- [CONSIGNE]: Recopiez le passage de l'entretien avec le collectif Ersatz qui va de "Camille Panza : Ersatz" à "ersatz signifie substitut.".

- [DOCUMENT]:

Interview du Collectif Ersatz pour Jungle Space in America, actuellement aux Halles de Schaerbeek

Comment le collectif Esatz est-il né ? Sous quelle impulsion ?

Camille Panza : Ersatz c’est à la base le nom d’une compagnie française que Léo (Léonard Cornevin) et moi avons créée avec deux autres personnes. Ersatz, parce qu’on vient de l’est de la France, ou la langue allemande est très présente. Le mot ersatz signifie substitut.

Léonard Cornevin : On voulait travailler en collectif. C’était un collectif de quatre personnes, tous sur le plateau, tous metteurs en scène et acteurs. Ce collectif-ci n’a pas continué mais on a conservé le nom du projet. A la base, on s’est réunit sur le projet de fin d’études de Camille (qui a étudié à l’INSAS), autour du rêve,  et on s’est tous retrouvés autour de cette mise en scène là (Camille Panza, Léonard Cornevin, Marie-Laetitia Cianfarani et Noam Rzewksi). Pierre (Mercier) s’est ajouté au projet avec sa volonté d’explorer le théâtre et la performance en bande dessinée. Il était venu à cette occasion pour donner un coup de main sur le flyer, et dessiner des scènes. De là s’est créé le noyau Ersatz et l’idée du projet Jungle Space in America, en janvier 2015, avec cette volonté de créer un univers autour des monstres, des ambiances. Très vite, la nouvelle de HP Lovecraft est apparue comme une référence, un point de départ.

- [INFORMATIONS FOURNIES]:
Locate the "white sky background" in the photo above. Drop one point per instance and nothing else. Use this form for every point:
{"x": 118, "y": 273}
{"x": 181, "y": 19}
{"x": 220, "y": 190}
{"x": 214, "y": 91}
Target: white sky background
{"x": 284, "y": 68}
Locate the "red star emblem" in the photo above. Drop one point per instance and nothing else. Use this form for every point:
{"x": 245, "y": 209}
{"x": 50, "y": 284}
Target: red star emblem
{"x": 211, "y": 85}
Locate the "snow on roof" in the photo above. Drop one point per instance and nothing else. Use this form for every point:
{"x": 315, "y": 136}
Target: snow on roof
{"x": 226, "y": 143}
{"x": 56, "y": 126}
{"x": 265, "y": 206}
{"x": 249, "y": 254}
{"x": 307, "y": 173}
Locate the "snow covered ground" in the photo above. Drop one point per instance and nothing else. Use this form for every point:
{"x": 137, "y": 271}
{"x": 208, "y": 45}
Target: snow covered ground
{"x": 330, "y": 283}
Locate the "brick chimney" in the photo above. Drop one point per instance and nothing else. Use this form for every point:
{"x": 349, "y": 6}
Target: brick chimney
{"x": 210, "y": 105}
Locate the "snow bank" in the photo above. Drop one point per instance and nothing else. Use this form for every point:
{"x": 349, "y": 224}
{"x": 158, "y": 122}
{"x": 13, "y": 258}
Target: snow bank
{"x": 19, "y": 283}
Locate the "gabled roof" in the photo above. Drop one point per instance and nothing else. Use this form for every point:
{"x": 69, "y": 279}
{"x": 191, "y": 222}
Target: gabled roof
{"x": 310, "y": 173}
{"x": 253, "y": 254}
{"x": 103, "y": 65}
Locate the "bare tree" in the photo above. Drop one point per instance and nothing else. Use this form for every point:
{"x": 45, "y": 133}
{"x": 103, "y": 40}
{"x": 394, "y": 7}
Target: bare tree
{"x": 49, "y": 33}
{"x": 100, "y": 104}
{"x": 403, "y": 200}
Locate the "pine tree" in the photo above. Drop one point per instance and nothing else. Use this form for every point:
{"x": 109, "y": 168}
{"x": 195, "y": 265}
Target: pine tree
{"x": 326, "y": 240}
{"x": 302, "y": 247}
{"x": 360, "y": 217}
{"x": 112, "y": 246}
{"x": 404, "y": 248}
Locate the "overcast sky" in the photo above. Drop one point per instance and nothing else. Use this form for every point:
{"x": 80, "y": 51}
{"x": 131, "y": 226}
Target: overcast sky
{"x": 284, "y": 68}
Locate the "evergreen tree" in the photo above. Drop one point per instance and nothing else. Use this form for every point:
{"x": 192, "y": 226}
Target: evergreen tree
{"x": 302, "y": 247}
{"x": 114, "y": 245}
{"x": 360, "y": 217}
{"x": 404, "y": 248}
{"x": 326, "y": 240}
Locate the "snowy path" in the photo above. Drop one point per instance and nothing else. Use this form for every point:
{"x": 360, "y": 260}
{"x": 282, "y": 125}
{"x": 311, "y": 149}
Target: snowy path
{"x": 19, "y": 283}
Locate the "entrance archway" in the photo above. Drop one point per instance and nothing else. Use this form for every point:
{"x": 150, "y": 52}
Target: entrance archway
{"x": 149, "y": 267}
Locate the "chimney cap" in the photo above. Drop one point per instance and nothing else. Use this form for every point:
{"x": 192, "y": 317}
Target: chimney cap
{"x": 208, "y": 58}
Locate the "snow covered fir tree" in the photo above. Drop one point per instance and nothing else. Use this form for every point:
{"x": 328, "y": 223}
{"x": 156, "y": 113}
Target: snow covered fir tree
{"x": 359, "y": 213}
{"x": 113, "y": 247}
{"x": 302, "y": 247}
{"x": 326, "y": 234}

- [RÉPONSE ATTENDUE]:
Camille Panza : Ersatz c’est à la base le nom d’une compagnie française que Léo (Léonard Cornevin) et moi avons créée avec deux autres personnes. Ersatz, parce qu’on vient de l’est de la France, ou la langue allemande est très présente. Le mot ersatz signifie substitut.